SELECTED EXTRACT:
The 1980 McDonald's All-American Boys Game was an All-star basketball game played on Saturday, April 12, 1980 at the Oakland Coliseum Arena in Oakland, California. The game's rosters featured the best and most highly recruited high school boys graduating in 1980. The game was the 3rd annual version of the McDonald's All-American Game first played in 1978.

1980 game
The game was not televised, but highlights were aired by NBC Sports during Sportsworld on April 13. The East roster could count on two promising big men, Earl Jones and Sam Perkins; the West had guard Doc Rivers and centers Russell Cross and Tim McCormick. The game saw the West prevail 135-111 thanks to the scoring efforts of Cross (20 points), Rivers (20), Kenny Fields (18) and James Banks (16). The top scorer for the East was Gary Springer with 18 points. Sam Perkins scored 12 points and had 24 rebounds, an all-time record for the McDonald's game. Russell Cross, who scored 12 of his 15 free throws in addition to 4 field goals, received the MVP award. Of the 25 players, 13 went on to play at least 1 game in the NBA.

Point annotations for photos:
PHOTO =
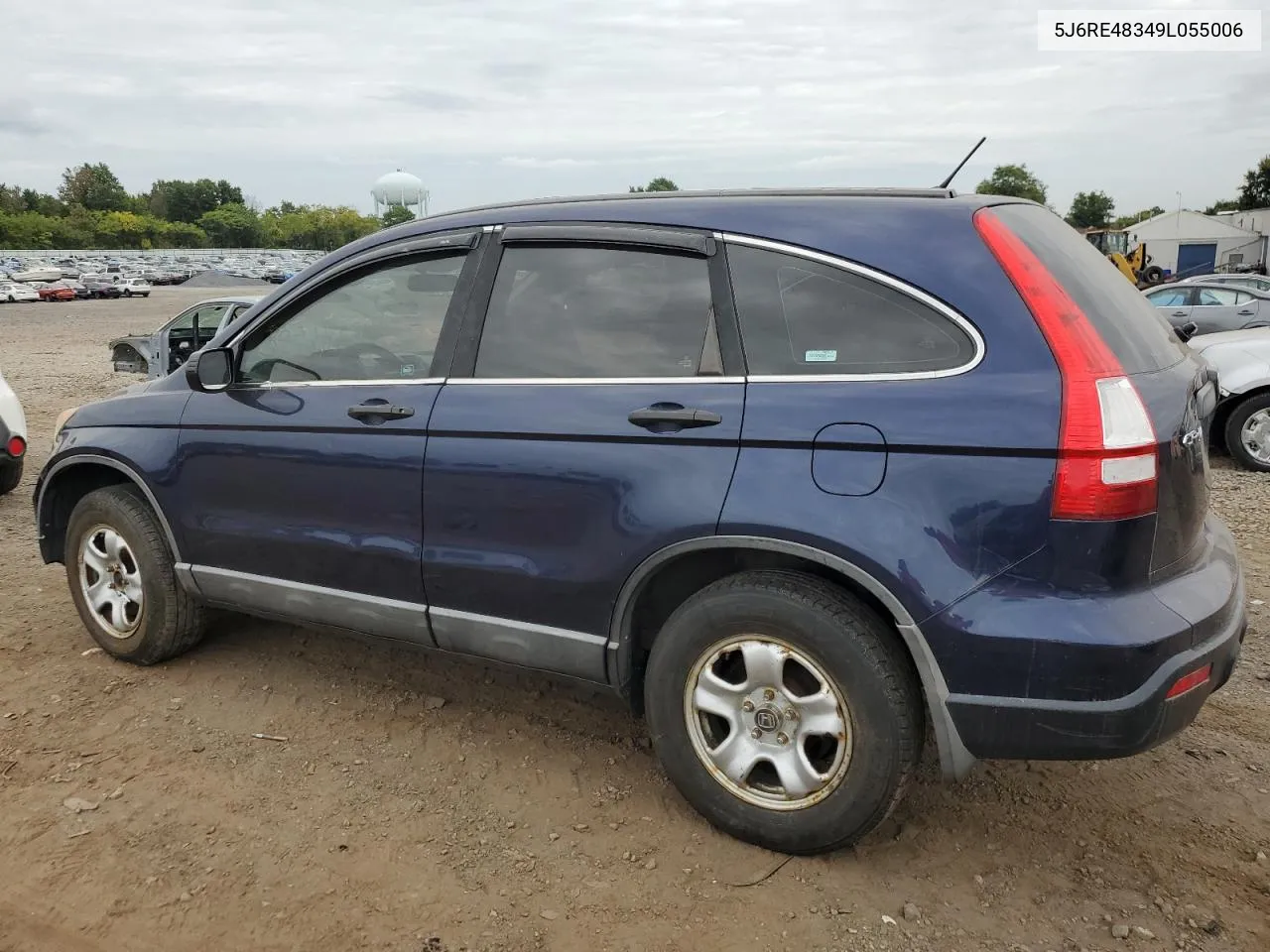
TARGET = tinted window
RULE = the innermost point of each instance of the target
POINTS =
(1170, 298)
(1215, 298)
(597, 312)
(208, 316)
(382, 325)
(804, 317)
(1134, 330)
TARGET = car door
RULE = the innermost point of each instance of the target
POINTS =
(1218, 308)
(299, 486)
(1174, 302)
(592, 417)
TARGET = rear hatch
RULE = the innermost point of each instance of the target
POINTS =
(1175, 385)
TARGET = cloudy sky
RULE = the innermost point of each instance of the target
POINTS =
(497, 99)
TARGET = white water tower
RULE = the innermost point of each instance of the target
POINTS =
(400, 189)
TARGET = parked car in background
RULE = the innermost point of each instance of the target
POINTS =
(13, 438)
(1241, 422)
(795, 472)
(54, 293)
(168, 348)
(134, 287)
(77, 287)
(100, 287)
(13, 293)
(1210, 307)
(1257, 282)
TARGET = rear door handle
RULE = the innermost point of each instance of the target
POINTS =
(670, 417)
(376, 412)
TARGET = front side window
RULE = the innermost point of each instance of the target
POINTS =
(1216, 298)
(380, 325)
(806, 317)
(1170, 298)
(588, 312)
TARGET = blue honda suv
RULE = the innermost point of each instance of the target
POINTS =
(801, 474)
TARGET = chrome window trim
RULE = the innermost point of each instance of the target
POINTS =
(294, 385)
(576, 381)
(881, 278)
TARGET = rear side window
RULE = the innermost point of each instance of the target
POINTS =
(1134, 330)
(587, 312)
(804, 317)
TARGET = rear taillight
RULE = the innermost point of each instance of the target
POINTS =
(1106, 445)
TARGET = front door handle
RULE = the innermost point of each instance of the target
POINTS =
(671, 417)
(376, 412)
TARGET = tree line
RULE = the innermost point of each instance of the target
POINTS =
(1096, 209)
(93, 209)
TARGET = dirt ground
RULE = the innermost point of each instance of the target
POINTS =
(522, 814)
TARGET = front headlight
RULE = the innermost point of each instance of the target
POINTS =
(59, 424)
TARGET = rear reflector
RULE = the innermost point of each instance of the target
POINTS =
(1106, 445)
(1189, 682)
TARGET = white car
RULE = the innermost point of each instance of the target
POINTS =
(14, 293)
(1247, 280)
(134, 287)
(13, 438)
(1242, 417)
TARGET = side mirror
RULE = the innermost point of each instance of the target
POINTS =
(209, 371)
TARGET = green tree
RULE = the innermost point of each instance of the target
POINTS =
(231, 226)
(397, 214)
(94, 186)
(1091, 209)
(1125, 221)
(659, 184)
(1225, 204)
(1255, 191)
(1014, 180)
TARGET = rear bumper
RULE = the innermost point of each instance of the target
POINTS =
(1210, 598)
(1076, 730)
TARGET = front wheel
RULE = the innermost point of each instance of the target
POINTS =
(122, 579)
(785, 711)
(1247, 433)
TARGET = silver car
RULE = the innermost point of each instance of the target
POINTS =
(1257, 282)
(1242, 419)
(166, 349)
(1211, 307)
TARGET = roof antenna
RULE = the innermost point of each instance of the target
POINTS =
(952, 175)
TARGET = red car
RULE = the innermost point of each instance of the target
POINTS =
(55, 293)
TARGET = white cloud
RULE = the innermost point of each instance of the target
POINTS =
(492, 99)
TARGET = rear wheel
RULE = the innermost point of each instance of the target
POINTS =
(122, 580)
(784, 710)
(10, 475)
(1247, 433)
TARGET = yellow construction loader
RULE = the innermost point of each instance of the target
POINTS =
(1135, 264)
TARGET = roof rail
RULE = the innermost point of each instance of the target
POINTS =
(714, 193)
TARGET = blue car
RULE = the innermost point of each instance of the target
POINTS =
(795, 472)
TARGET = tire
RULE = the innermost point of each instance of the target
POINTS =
(164, 621)
(864, 674)
(1259, 443)
(10, 475)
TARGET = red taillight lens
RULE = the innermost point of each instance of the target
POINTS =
(1106, 445)
(1189, 682)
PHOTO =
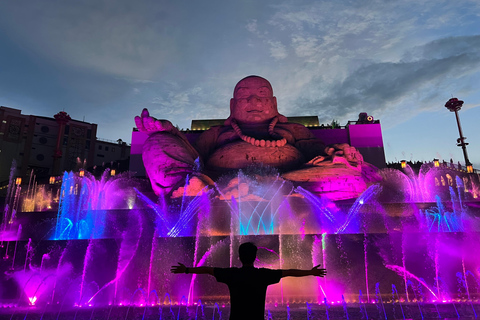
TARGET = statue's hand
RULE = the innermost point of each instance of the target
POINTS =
(344, 150)
(146, 123)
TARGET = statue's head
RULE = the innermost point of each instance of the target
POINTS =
(253, 102)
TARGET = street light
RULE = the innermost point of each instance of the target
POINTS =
(454, 105)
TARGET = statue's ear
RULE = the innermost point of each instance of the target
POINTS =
(281, 117)
(230, 118)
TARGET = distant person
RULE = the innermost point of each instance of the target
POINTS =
(248, 285)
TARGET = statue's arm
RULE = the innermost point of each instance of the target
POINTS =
(146, 123)
(150, 125)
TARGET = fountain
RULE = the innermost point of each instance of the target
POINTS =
(396, 243)
(109, 246)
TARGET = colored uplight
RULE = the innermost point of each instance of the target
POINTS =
(32, 300)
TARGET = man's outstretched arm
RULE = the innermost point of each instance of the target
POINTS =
(315, 271)
(181, 268)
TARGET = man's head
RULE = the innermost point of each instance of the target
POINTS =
(253, 101)
(247, 253)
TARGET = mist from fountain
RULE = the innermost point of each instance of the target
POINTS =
(357, 241)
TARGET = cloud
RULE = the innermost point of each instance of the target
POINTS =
(277, 50)
(116, 38)
(385, 88)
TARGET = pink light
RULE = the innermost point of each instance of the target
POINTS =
(32, 300)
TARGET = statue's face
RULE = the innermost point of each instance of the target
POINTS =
(253, 101)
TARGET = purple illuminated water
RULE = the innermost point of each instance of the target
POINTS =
(111, 243)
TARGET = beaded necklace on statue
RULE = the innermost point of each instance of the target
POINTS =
(261, 143)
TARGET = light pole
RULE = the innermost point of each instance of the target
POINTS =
(454, 105)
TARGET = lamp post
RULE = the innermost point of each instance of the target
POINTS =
(454, 105)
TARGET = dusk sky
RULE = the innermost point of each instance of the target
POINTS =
(104, 61)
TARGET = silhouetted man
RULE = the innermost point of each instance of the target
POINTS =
(248, 285)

GIVEN PROBLEM:
Retype the entire text on the 1980 McDonald's All-American Boys Game word for word.

RESPONSE TO THE EXERCISE:
The 1980 McDonald's All-American Boys Game was an All-star basketball game played on Saturday, April 12, 1980 at the Oakland Coliseum Arena in Oakland, California. The game's rosters featured the best and most highly recruited high school boys graduating in 1980. The game was the 3rd annual version of the McDonald's All-American Game first played in 1978.

1980 game
The game was not televised, but highlights were aired by NBC Sports during Sportsworld on April 13. The East roster could count on two promising big men, Earl Jones and Sam Perkins; the West had guard Doc Rivers and centers Russell Cross and Tim McCormick. The game saw the West prevail 135-111 thanks to the scoring efforts of Cross (20 points), Rivers (20), Kenny Fields (18) and James Banks (16). The top scorer for the East was Gary Springer with 18 points. Sam Perkins scored 12 points and had 24 rebounds, an all-time record for the McDonald's game. Russell Cross, who scored 12 of his 15 free throws in addition to 4 field goals, received the MVP award. Of the 25 players, 13 went on to play at least 1 game in the NBA.